Challenge
Copy the rows below word for word, from the line containing "Mark each instance of the engraved" through the line containing "x=698 y=133", with both of those lines included and nothing outside that stretch.
___ Items ___
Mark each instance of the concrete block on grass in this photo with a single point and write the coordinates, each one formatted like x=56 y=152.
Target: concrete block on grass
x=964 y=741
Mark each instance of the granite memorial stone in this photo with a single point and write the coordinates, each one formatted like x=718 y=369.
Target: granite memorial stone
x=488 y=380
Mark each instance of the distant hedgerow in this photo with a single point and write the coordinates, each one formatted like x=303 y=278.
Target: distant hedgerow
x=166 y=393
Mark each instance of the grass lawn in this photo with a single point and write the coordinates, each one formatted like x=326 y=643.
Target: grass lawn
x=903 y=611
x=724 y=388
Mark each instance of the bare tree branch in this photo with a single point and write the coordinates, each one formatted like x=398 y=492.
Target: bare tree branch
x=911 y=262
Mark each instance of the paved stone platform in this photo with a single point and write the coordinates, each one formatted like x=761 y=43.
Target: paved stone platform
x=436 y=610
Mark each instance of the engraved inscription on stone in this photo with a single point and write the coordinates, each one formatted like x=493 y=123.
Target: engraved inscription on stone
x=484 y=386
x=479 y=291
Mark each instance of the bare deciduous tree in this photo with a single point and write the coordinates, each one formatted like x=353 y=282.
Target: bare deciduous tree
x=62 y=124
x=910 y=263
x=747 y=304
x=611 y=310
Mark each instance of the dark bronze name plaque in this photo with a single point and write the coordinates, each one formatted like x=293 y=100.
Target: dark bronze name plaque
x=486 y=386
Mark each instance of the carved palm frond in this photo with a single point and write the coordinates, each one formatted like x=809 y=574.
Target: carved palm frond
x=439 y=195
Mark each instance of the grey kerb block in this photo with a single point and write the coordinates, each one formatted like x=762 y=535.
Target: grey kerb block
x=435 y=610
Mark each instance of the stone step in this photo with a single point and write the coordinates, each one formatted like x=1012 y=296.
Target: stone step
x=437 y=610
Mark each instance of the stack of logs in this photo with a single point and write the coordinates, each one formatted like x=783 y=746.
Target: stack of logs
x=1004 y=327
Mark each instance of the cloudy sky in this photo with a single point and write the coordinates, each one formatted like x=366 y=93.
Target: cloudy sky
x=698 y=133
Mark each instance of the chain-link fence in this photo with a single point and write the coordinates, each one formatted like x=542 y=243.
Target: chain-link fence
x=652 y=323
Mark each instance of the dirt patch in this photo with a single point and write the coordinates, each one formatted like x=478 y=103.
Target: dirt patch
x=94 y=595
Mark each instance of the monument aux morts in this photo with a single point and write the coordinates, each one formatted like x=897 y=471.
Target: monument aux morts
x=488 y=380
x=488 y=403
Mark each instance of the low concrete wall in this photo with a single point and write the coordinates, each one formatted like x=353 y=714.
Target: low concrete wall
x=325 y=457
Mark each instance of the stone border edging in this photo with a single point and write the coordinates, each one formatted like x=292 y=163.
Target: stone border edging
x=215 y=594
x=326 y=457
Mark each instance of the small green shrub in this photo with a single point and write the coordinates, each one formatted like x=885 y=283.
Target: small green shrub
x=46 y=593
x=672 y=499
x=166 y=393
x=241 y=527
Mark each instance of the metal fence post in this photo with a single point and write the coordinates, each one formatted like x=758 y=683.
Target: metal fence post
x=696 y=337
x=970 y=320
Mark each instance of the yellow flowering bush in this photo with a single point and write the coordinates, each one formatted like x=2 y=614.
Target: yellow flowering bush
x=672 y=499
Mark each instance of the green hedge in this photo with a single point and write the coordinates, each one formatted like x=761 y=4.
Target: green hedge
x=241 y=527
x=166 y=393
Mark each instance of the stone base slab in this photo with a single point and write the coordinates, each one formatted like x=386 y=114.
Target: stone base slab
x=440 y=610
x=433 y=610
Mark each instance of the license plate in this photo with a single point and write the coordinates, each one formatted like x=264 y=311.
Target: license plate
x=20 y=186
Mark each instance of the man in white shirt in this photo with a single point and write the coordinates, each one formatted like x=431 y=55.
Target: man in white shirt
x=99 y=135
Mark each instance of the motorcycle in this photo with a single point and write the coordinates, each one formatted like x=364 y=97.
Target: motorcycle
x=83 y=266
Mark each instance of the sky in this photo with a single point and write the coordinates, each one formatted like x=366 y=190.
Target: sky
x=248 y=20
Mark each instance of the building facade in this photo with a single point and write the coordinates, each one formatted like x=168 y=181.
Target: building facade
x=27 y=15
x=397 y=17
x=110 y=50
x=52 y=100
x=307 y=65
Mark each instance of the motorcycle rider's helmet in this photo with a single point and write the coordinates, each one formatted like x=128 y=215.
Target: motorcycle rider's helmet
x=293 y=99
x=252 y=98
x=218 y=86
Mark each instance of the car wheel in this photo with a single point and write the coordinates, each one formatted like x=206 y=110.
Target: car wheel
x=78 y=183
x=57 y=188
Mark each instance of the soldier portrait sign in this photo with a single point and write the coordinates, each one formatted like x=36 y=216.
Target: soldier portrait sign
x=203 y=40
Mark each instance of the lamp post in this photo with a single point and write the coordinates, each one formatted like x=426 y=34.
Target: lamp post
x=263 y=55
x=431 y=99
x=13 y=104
___
Exercise answer
Mark each instance of the engraved inscription on stone in this photo with a single point and write the coordinates, each one formatted like x=493 y=123.
Target: engraved inscription on stone
x=484 y=386
x=479 y=291
Mark each instance of the bare deciduous tree in this photo with a single point and write the coordinates, each one formatted like x=353 y=282.
Target: bare deciduous tree
x=62 y=124
x=910 y=263
x=747 y=304
x=611 y=310
Mark each instance of the dark bronze name plaque in this photo with a single point and write the coordinates, each one formatted like x=293 y=100.
Target: dark bronze name plaque
x=486 y=386
Mark each instance of the carved palm frond in this photo with a single point and write the coordinates, each one formatted like x=809 y=574.
Target: carved palm frond
x=439 y=195
Mark each instance of the grey kerb block in this photo with a single point and write the coordinates, each one formatted like x=762 y=535.
Target: grey kerb block
x=435 y=610
Mark each instance of the stone step in this photo with a single point and write the coordinates, each one formatted like x=1012 y=296.
Target: stone step
x=437 y=610
Mark each instance of the stack of logs in this photo with a single point and write the coordinates, each one formatted like x=783 y=746.
Target: stack of logs
x=1004 y=327
Mark each instance of the cloudy sky in this photo with a single point and write the coordinates, each one formatted like x=366 y=93.
Target: cloudy sky
x=698 y=133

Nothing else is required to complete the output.